算法
- 高精度
- 斐波那契数列
- 阶乘
y总的分享: 求解斐波那契数列的若干方法
高精度加法
#include <iostream>
#include <cstring>
#include <algorithm>
#include<vector>
using namespace std;
const int N = 100010;
vector<int> A, B, C;
vector<int> add(vector<int> &A, vector<int> &B)
{
int t = 0;
for(int i = 0; i < A.size() || i < B.size(); i ++)
{
if(i < A.size()) t += A[i];
if(i < B.size()) t += B[i];
C.push_back(t % 10);
t /= 10;
}
//最高位如果进位还有1,那么进位+1
if(t) C.push_back(1);
return C;
}
int main()
{
string a, b;
cin >> a >> b;
for(int i = a.size() - 1; i >= 0; i --) A.push_back(a[i] -'0');
for(int i = b.size() - 1; i >= 0; i --) B.push_back(b[i] - '0');
C = add(A, B);
for(int i = C.size() - 1; i >= 0; i --)
cout << C[i];
return 0;
}
高精度乘法
#include <iostream>
#include <cstring>
#include <algorithm>
#include<vector>
using namespace std;
vector<int> A, C;
vector<int> mul(vector<int> &A, int b)
{
int t = 0;
for(int i = 0; i < A.size() || t; i ++)
{
if(i < A.size()) t += A[i] * b;
C.push_back(t % 10);
t /= 10;
}
return C;
}
int main()
{
string a;
int b;
cin >> a >> b;
if(b == 0)
{
cout << 0 << endl;
return 0;
}
for(int i = a.size() - 1; i >= 0; i --) A.push_back(a[i] - '0');
C = mul(A, b);
for(int i = C.size() - 1; i >= 0; i --) cout << C[i];
return 0;
}
斐波那契数列
递推:(N < 46)
#include <iostream>
#include <cstring>
#include <algorithm>
using namespace std;
const int N = 50;
int a[N];
int main()
{
int n;
cin >> n;
a[1] = 0;
a[2] = 1;
for(int i = 3; i <= n; i ++){
a[i] = a[i - 1] + a[i - 2];
}
for(int i = 1; i <= n; i ++) cout << a[i] << " ";
return 0;
}
高精度加法:
#include <iostream>
#include <cstring>
#include <algorithm>
#include <vector>
using namespace std;
const int N = 1010;
vector<int> f[N], A, B;
vector<int> add(vector<int> &A, vector<int> &B)

* [需完成任务]
[A] 在这篇算法笔记中,第一段"高精度加法"程序用 #include 引入了哪些头文件?请全部列出。
[B] 根据这篇算法笔记回答下列问题,每题一行:
(i) 高精度乘法程序在 b 等于 0 时输出什么?
(ii) 斐波那契数列的递推写法标注的适用范围是 N 小于多少?
(iii) 递推程序里 a[1] 和 a[2] 分别赋值为多少?
[C] 从最后一行 vector<int> add(vector<int> &A, vector<int> &B) 之后接着写这篇算法笔记,补全用高精度加法求斐波那契数列的程序。

* [数据]
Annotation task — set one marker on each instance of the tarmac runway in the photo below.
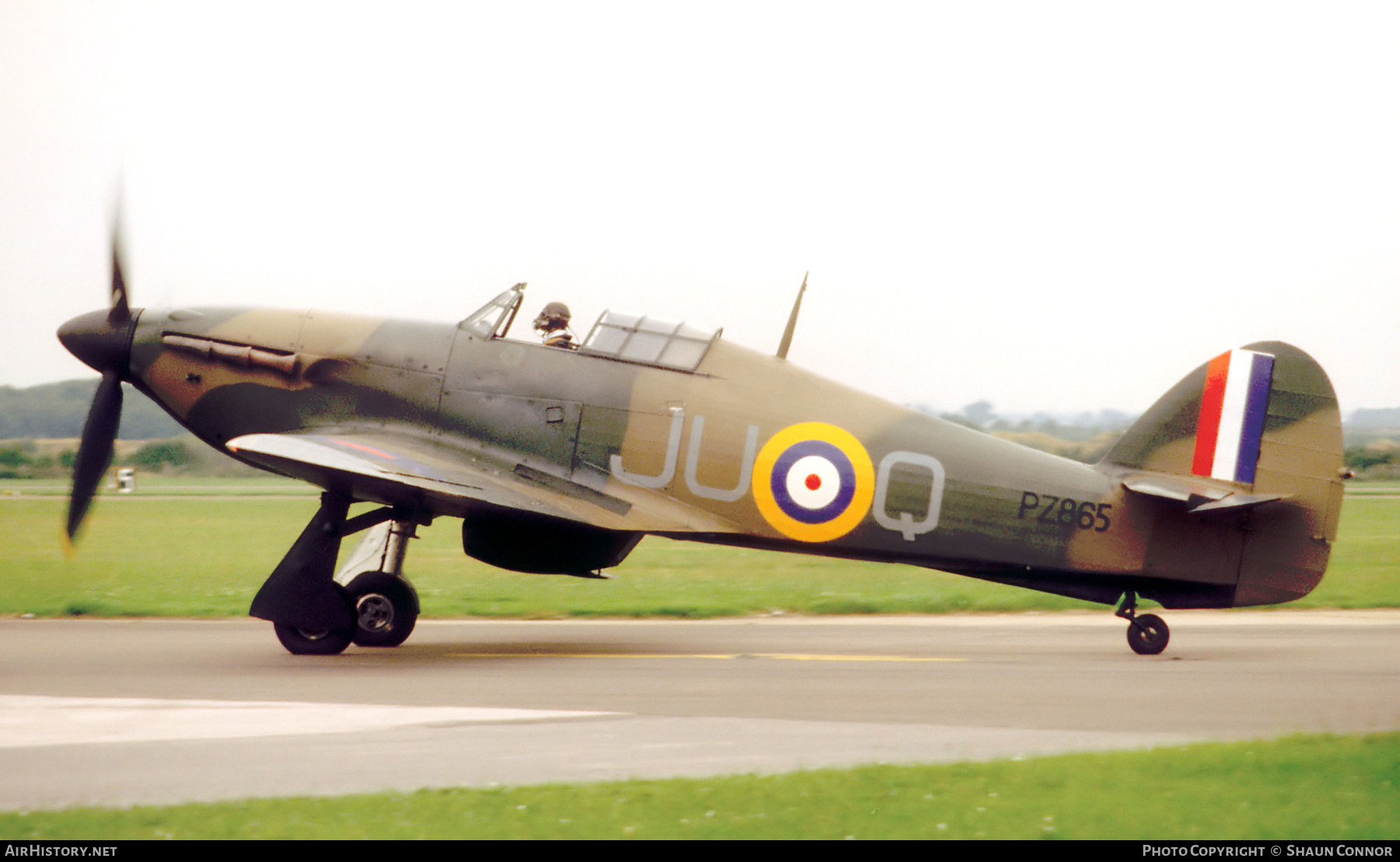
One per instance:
(122, 713)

* [各题答案]
[A] <iostream>、<cstring>、<algorithm>、<vector>

[B]
(i) 0
(ii) 46
(iii) a[1] 为 0,a[2] 为 1

[C]
{
int t = 0;
vector<int> C;
for(int i = 0; i < A.size() || i < B.size(); i ++)
{
if(i < A.size()) t += A[i];
if(i < B.size()) t += B[i];
C.push_back(t % 10);
t /= 10;
}
//如果最高位还有进位1
if(t) C.push_back(1);
return C;
}
int main()
{
int n;
cin >> n;
f[0] = {0};
f[1] = {1};
for(int i = 2; i <= 1000; i ++)
f[i] = add(f[i - 1], f[i - 2]);
for(int j = 0; j < n; j ++)
{
for(int i = f[j].size() - 1; i >= 0; i --)
{
cout << f[j][i];
}
cout << " ";
}
return 0;
}
求和
如果要求斐波那契数列第某个数是多少,可以将代码改为:
for(int i = f[n - 1].size() - 1; i >= 0; i --)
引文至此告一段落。